MATERIAL SHOWN:
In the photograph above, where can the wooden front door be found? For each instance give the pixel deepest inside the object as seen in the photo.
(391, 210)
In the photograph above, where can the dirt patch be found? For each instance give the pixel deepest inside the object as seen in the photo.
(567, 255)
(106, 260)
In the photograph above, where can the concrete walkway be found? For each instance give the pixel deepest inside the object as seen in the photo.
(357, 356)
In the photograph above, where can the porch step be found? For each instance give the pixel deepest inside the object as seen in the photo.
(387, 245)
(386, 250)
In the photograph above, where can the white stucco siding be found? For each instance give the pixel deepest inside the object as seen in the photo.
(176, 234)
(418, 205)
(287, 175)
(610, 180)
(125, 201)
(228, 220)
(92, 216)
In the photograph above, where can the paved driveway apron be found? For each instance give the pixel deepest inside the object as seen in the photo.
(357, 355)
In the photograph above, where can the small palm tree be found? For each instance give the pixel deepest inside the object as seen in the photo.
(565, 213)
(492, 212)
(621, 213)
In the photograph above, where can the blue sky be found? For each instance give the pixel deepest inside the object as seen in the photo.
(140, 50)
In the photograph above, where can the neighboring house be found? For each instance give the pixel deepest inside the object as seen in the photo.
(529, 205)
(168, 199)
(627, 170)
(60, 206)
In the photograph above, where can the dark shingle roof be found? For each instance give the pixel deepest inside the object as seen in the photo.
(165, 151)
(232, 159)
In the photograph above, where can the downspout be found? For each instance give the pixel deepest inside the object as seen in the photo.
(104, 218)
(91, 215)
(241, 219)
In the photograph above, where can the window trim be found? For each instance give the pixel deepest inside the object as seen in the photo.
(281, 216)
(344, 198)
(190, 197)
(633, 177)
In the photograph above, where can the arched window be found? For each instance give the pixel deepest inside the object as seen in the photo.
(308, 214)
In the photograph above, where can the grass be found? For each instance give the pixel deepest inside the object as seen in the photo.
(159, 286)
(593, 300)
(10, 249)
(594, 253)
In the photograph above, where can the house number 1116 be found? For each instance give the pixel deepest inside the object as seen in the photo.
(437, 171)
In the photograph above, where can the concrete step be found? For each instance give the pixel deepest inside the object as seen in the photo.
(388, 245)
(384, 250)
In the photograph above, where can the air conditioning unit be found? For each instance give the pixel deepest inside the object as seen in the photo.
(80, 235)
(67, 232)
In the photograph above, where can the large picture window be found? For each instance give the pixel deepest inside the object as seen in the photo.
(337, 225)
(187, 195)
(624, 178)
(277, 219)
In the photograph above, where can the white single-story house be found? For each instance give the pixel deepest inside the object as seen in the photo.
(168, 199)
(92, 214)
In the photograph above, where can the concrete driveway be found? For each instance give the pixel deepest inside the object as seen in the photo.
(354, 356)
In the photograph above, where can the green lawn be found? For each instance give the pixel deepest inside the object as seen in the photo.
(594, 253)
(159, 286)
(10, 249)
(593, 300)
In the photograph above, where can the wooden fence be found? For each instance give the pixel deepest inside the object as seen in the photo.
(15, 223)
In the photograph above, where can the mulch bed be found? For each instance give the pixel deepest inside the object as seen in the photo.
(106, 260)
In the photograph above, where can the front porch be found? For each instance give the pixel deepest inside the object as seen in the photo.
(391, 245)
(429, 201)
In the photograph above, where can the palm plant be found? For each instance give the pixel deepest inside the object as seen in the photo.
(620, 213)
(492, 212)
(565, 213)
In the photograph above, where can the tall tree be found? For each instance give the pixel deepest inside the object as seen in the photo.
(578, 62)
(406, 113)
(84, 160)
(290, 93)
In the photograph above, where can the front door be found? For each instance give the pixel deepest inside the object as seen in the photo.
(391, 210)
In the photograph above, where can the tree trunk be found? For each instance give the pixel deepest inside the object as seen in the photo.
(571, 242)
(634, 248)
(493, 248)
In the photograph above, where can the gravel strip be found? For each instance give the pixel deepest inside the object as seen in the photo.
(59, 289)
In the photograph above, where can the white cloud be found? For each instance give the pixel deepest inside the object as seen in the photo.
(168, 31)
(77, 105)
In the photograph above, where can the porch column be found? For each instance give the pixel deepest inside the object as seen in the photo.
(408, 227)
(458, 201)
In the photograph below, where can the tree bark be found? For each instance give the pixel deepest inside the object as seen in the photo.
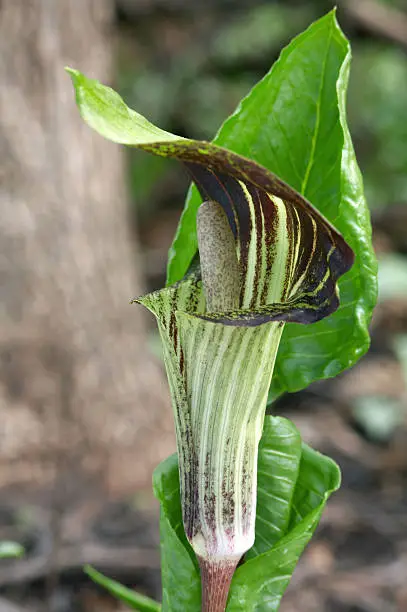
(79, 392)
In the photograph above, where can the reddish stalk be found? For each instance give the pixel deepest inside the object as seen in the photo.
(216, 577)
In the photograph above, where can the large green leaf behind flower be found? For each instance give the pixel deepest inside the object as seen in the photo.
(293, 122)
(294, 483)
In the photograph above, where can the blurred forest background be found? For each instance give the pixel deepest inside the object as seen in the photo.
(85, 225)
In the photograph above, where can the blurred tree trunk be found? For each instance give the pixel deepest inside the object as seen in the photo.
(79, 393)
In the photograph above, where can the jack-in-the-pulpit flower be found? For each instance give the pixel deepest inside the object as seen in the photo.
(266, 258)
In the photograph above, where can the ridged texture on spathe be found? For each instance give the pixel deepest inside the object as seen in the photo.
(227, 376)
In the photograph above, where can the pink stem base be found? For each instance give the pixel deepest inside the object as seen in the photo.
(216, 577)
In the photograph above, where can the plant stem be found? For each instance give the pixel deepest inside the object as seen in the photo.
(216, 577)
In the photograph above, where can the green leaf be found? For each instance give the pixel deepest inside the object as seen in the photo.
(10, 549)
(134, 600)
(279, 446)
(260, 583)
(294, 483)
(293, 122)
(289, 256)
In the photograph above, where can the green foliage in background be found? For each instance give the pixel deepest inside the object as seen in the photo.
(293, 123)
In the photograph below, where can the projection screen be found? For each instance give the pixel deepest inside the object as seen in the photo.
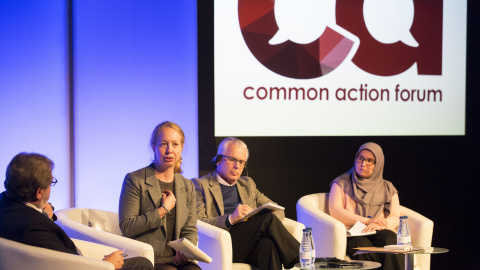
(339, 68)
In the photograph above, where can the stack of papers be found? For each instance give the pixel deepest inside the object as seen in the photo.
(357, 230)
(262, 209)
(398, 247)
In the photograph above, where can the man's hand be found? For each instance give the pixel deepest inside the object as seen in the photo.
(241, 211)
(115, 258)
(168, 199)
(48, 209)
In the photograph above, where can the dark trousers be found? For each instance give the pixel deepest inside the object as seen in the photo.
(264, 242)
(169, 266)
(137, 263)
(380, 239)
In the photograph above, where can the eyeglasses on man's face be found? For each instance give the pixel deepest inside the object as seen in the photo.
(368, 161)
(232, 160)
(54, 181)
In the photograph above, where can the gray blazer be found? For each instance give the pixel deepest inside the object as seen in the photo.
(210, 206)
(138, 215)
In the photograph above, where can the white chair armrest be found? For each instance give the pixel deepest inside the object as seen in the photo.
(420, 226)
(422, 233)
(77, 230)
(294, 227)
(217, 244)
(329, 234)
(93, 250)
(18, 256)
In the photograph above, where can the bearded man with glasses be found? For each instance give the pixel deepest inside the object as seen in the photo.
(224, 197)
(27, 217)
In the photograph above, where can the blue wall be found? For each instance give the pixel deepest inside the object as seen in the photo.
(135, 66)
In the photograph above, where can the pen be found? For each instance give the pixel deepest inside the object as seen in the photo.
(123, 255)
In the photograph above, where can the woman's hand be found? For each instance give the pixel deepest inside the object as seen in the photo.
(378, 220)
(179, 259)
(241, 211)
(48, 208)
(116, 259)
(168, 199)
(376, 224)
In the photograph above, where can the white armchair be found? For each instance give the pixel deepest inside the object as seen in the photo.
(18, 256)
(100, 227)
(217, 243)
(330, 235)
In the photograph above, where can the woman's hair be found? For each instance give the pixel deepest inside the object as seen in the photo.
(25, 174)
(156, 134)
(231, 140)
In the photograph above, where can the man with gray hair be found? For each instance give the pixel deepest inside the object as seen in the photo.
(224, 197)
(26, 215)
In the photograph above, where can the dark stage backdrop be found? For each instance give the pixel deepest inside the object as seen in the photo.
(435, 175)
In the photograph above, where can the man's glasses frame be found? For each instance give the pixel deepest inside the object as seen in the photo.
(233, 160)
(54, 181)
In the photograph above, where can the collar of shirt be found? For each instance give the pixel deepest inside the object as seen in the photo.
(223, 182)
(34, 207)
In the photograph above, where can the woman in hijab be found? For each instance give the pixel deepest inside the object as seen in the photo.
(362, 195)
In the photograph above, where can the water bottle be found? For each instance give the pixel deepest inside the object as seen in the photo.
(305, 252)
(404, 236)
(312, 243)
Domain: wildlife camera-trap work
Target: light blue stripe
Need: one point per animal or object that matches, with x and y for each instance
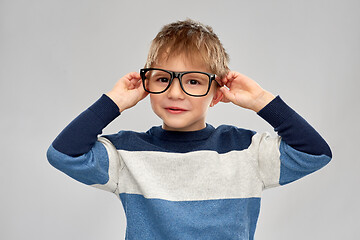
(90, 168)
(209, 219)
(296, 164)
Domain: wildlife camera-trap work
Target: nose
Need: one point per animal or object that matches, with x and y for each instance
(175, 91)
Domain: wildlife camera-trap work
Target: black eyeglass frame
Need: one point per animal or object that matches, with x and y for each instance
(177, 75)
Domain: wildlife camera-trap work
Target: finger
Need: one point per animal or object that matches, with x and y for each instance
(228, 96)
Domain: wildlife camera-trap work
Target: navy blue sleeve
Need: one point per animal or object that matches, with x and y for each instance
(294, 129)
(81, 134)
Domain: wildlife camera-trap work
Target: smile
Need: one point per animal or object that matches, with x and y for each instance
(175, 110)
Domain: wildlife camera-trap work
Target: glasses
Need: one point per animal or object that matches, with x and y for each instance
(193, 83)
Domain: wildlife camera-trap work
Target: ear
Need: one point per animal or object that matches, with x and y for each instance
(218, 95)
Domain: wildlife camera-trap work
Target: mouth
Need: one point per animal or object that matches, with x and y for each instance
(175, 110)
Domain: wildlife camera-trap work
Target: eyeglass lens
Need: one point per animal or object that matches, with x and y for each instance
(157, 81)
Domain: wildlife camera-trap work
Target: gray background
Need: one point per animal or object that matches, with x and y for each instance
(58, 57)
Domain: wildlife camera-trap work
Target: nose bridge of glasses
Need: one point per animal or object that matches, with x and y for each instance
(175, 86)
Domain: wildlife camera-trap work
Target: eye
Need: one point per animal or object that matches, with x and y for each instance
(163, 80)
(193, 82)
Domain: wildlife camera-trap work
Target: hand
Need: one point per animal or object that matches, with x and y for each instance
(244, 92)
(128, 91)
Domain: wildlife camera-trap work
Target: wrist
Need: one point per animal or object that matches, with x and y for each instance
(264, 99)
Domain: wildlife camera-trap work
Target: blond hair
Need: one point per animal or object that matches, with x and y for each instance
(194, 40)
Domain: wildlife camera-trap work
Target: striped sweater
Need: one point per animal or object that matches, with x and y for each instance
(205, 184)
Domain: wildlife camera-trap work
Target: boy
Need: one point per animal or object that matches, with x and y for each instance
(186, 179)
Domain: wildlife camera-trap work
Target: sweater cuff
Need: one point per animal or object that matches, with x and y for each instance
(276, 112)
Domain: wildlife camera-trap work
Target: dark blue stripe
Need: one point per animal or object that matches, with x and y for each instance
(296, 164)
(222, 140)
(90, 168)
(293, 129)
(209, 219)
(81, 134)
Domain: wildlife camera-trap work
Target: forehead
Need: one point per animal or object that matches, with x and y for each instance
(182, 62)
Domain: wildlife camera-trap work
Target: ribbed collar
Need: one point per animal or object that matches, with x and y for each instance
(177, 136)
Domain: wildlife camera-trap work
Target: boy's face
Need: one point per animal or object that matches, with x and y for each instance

* * *

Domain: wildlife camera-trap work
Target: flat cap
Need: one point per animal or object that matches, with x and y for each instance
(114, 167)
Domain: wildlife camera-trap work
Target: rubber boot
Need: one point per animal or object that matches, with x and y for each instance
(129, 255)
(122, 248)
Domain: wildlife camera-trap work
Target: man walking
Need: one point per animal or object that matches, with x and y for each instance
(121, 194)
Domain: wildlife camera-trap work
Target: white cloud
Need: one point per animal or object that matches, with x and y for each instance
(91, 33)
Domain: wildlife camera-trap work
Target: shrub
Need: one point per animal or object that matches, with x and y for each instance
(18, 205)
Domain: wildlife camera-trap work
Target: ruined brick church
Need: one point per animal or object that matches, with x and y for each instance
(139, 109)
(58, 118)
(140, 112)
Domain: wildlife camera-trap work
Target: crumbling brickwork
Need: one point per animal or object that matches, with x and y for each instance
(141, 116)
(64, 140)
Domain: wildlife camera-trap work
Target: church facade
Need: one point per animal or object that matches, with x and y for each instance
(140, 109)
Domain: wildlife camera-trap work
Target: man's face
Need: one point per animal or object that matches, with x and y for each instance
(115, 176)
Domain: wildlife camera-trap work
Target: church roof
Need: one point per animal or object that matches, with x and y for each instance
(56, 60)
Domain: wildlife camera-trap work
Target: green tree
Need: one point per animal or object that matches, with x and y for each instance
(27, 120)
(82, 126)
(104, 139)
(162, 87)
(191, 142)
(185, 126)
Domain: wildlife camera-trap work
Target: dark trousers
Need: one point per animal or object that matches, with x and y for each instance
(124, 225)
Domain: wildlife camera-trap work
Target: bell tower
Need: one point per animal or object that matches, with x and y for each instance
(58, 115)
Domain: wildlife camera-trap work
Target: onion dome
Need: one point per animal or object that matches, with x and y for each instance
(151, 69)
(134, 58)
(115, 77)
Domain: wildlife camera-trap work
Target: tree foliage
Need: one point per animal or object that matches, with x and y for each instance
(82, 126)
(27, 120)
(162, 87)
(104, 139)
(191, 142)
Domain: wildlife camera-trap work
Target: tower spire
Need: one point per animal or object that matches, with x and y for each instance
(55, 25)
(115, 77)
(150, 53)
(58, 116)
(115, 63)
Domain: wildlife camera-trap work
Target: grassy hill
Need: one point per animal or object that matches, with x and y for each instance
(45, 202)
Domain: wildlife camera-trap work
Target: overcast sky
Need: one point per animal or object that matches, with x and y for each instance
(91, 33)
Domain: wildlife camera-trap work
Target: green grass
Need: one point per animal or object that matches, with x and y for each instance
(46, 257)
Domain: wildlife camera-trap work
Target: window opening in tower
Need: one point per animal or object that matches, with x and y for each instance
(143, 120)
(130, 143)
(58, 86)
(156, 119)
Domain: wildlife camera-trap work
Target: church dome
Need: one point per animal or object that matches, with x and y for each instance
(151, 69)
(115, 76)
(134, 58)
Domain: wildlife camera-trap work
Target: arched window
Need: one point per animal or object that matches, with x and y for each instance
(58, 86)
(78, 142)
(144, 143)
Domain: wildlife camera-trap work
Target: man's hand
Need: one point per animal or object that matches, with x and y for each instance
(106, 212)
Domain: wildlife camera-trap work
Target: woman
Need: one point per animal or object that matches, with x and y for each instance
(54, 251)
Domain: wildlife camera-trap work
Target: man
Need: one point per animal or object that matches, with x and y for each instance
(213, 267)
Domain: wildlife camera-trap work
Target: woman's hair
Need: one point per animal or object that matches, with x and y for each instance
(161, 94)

==

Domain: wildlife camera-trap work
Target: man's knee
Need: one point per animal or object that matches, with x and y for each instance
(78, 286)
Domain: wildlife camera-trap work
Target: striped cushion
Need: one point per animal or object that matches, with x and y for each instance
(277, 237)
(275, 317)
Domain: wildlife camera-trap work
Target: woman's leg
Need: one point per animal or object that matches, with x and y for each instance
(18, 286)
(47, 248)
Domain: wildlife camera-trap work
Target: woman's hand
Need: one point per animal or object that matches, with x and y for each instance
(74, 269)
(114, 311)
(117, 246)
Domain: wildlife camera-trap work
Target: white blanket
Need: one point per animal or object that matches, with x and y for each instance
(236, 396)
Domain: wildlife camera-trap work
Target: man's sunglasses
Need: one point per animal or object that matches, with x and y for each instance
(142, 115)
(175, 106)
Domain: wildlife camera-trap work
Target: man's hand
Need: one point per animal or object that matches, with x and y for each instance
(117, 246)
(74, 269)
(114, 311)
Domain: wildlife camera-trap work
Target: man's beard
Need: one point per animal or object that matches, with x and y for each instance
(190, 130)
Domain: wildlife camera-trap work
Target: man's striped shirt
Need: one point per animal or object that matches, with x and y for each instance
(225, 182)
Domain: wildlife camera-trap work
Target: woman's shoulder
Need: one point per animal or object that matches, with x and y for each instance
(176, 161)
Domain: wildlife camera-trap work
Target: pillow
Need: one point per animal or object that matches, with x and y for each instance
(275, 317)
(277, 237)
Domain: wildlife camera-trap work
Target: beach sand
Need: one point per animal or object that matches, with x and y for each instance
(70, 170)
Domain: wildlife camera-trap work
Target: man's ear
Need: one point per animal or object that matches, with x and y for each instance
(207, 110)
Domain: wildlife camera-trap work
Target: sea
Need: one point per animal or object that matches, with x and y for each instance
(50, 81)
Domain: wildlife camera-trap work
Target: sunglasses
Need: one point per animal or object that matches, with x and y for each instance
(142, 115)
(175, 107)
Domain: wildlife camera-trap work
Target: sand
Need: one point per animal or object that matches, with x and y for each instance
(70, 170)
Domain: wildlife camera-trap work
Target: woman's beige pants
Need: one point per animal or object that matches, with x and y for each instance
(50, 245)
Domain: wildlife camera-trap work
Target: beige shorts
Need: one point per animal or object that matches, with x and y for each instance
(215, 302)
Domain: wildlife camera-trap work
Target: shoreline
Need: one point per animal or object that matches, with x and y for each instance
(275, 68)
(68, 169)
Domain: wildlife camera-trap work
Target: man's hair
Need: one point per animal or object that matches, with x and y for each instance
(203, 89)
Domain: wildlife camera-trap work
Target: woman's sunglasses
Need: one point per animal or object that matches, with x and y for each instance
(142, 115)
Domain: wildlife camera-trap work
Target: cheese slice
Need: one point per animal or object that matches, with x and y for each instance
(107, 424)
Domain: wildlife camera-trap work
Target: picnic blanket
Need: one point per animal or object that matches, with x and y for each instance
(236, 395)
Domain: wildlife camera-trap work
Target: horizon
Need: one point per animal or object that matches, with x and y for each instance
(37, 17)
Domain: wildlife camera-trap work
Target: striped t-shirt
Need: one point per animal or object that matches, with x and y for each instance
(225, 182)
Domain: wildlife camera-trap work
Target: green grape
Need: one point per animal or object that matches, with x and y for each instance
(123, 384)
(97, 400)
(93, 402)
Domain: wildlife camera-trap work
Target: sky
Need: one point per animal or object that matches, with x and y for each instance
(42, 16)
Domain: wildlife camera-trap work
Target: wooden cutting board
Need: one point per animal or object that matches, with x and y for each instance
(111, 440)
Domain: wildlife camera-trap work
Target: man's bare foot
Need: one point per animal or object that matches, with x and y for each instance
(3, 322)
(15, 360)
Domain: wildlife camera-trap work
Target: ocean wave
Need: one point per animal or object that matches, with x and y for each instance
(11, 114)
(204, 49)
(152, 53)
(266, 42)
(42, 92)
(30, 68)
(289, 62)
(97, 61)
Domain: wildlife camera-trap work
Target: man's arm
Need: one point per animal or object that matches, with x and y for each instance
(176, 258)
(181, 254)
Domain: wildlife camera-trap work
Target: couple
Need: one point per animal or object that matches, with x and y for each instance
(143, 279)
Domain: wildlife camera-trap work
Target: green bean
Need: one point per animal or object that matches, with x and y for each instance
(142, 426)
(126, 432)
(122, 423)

DIRECTIONS FOR THIS TASK:
Within the listing above, give again exactly every line from the line with "Target: tree foliage" through the line with "Target: window opening in tower", both included, and no other line.

ANSWER SECTION:
Target: tree foliage
Need: one point per animal or object that matches, with x and y for each instance
(82, 126)
(27, 120)
(162, 87)
(104, 139)
(191, 142)
Domain: wildlife camera-trap work
Target: tower spire
Need: one point per animal or object that matches, with x and y for each instance
(55, 25)
(115, 77)
(150, 53)
(58, 116)
(115, 63)
Domain: wildlife camera-trap work
Target: grassy hill
Need: one point per animal or object that matches, with x and y for each instance
(45, 202)
Domain: wildlife camera-trap work
Target: overcast sky
Need: one point per animal or object that matches, with x and y for each instance
(91, 33)
Domain: wildlife camera-trap work
Target: green grass
Need: one point per animal or object that matches, with x and y for each instance
(46, 257)
Domain: wildlife camera-trap work
Target: window opening in tower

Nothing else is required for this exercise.